▸ EXTRACTED DATA
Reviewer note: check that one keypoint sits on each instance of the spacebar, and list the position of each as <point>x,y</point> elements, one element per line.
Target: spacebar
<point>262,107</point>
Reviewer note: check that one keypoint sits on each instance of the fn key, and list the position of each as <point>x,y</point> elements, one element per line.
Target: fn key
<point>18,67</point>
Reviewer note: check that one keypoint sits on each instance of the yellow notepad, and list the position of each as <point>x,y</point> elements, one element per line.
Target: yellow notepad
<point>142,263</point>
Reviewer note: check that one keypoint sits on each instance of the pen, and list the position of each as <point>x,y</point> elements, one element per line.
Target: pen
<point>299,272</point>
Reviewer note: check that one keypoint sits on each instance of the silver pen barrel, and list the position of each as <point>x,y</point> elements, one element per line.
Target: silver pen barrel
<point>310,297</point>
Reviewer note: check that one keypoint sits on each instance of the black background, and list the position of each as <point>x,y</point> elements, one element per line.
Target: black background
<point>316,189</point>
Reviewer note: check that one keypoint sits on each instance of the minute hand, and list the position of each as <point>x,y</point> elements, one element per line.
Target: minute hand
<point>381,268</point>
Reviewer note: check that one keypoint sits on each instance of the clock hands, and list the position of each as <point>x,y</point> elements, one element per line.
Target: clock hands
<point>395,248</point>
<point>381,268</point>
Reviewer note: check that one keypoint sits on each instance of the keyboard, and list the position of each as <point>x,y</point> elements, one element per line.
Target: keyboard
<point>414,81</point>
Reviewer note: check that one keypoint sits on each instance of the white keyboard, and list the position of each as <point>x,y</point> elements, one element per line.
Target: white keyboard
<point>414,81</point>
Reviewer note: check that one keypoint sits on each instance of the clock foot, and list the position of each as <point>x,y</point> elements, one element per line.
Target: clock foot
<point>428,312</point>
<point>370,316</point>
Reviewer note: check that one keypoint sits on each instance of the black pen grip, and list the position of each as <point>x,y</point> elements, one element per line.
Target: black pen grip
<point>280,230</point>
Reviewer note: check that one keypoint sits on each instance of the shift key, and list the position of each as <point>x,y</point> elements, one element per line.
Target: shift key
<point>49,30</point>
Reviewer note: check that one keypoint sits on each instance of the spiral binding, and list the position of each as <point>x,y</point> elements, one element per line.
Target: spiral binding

▸ ACTION ITEM
From the first line to the last, please quote the material above exactly.

▸ ANSWER SECTION
Reviewer note: check that one keypoint sits on each instance of the spacebar, and list the position of each as <point>x,y</point> elements, one element per line.
Target: spacebar
<point>262,107</point>
Reviewer note: check that one keypoint sits on each instance of the fn key, and list the position of each as <point>x,y</point> elements, one element per line.
Target: fn key
<point>18,67</point>
Reviewer note: check that one keypoint sits on each instance of the yellow notepad, and list the position of each as <point>x,y</point> elements, one element per line.
Target: yellow notepad
<point>142,263</point>
Reviewer note: check that one keypoint sits on each instance of the pen, and list the position of each as <point>x,y</point> elements, one element per line.
Target: pen
<point>299,272</point>
Reviewer note: check that one keypoint sits on each instance of the silver pen barrel, and list the position of each as <point>x,y</point> elements, one element per line.
Target: silver pen barrel
<point>310,297</point>
Reviewer note: check that one keypoint sits on each instance of the black background, and list the position of each as <point>x,y</point> elements, one element per line.
Target: black background
<point>316,189</point>
Reviewer note: check that one keypoint sits on each instance of the minute hand, and list the position of each as <point>x,y</point> elements, one element per line.
Target: minute hand
<point>381,268</point>
Reviewer note: check that one keypoint sits on each instance of the clock hands, and list the position of each as <point>x,y</point> elements, one element per line.
Target: clock hands
<point>395,248</point>
<point>381,268</point>
Reviewer note: check that one keypoint sits on each instance of the keyboard, and list the position of each as <point>x,y</point> elements, one element per line.
Target: keyboard
<point>414,81</point>
Reviewer note: check that one keypoint sits on each instance of the white keyboard, and list the position of each as <point>x,y</point> elements, one element per line.
Target: white keyboard
<point>414,81</point>
Reviewer note: check that one keypoint sits on each instance of the clock foot, and list the position of each as <point>x,y</point> elements, one element per line.
Target: clock foot
<point>428,312</point>
<point>370,316</point>
Reviewer note: check that one keypoint sits on each instance of the black pen grip, and list the position of each as <point>x,y</point> elements, one element per line.
Target: black pen grip
<point>280,230</point>
Reviewer note: check that one keypoint sits on each instance of the shift key, and list the position of each as <point>x,y</point> elements, one element per line.
Target: shift key
<point>49,30</point>
Reviewer note: check that one keypoint sits on each instance of the spiral binding, and list the position of each as <point>x,y</point> elements, one element per line.
Target: spiral binding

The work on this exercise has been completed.